*** Passage shown ***

- John Dwyer
John Dwyer, Ted Byrnes, Greg Coates, Tom Dolas, Brad Caulkins - Endless Garbage
"Walk the dog. Exercise. Make art.
'The mind is happy when the body is'
Things I can potentially fill my days with if I am stuck at home for months on end…
Then, one day, I hear a frenetic, free drummer playing in his garage a few blocks from me.
And I think “interesting”.
I stand outside his garage staring at the wall, like a fool, for a minute, then decide to leave a note on the car parked there.
This is how I ended up meeting and working with Ted Byrnes.
He wasn’t creeped out, and he ended up sending me a pile of truly spontaneous drums recordings from the carport to work with.
I decided to have every musician come in one at at time and just take a wild pass at their track over the drums.
None of these people had ever met or played together.
I was the connecting thread.
I scratched the surface initially with electric bass, saxophone, guitars, cuica, synthesizers, flute and effects, but soon realized I would need heavy hitters to make this place habitable.
Greg Coates, upright bass expressionist extraordinaire, hacked through the dense weeds, vines and frayed cabling. He lays the map out and makes breathing room. Space to swing a cat.
Tom Dolas (keys), my often foil, came in and began tip-toeing through the rubble and refuse. Dotting the layout with flecks of light, flights of fancy and potential tangential trajectories.

*** End of Passage shown ***
*** Stored data ***

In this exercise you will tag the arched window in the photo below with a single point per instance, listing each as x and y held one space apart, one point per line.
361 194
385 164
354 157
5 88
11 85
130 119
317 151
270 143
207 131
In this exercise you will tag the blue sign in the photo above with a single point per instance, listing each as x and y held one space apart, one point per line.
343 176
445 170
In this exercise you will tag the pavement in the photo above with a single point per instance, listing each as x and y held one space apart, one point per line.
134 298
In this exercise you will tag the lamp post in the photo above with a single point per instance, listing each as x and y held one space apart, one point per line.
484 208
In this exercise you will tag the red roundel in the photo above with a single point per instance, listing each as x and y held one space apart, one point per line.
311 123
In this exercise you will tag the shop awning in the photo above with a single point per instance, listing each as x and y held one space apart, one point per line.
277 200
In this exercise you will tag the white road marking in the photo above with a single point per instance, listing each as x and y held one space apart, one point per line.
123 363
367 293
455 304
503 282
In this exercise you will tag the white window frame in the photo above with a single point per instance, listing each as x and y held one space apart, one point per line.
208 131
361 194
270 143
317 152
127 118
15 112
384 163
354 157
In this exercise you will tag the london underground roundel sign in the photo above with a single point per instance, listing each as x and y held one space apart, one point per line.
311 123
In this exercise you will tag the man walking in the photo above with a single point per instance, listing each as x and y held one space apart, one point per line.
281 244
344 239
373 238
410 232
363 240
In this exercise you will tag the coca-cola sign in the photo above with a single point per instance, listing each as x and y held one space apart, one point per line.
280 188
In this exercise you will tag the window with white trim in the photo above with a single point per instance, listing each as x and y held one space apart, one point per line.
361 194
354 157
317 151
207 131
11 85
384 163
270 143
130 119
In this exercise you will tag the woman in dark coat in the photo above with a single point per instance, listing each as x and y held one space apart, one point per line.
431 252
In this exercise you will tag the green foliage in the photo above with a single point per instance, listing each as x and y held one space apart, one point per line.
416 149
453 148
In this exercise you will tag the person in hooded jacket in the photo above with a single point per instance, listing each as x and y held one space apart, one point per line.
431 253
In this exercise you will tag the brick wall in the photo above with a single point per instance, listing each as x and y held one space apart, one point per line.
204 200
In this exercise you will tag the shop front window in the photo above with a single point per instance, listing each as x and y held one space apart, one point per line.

*** End of Stored data ***

Tasks:
#1 Please explain, in one to three sentences, why the narrator of the Endless Garbage text decided to bring in heavy hitters.
#2 Copy the Endless Garbage text between "He wasn’t creeped" and "or played together.", inclusive.

Results of the exercise:
#1 After scratching the surface with electric bass, saxophone, guitars, cuica, synthesizers, flute and effects, the narrator realized heavy hitters would be needed to make this place habitable.

#2
He wasn’t creeped out, and he ended up sending me a pile of truly spontaneous drums recordings from the carport to work with.
I decided to have every musician come in one at at time and just take a wild pass at their track over the drums.
None of these people had ever met or played together.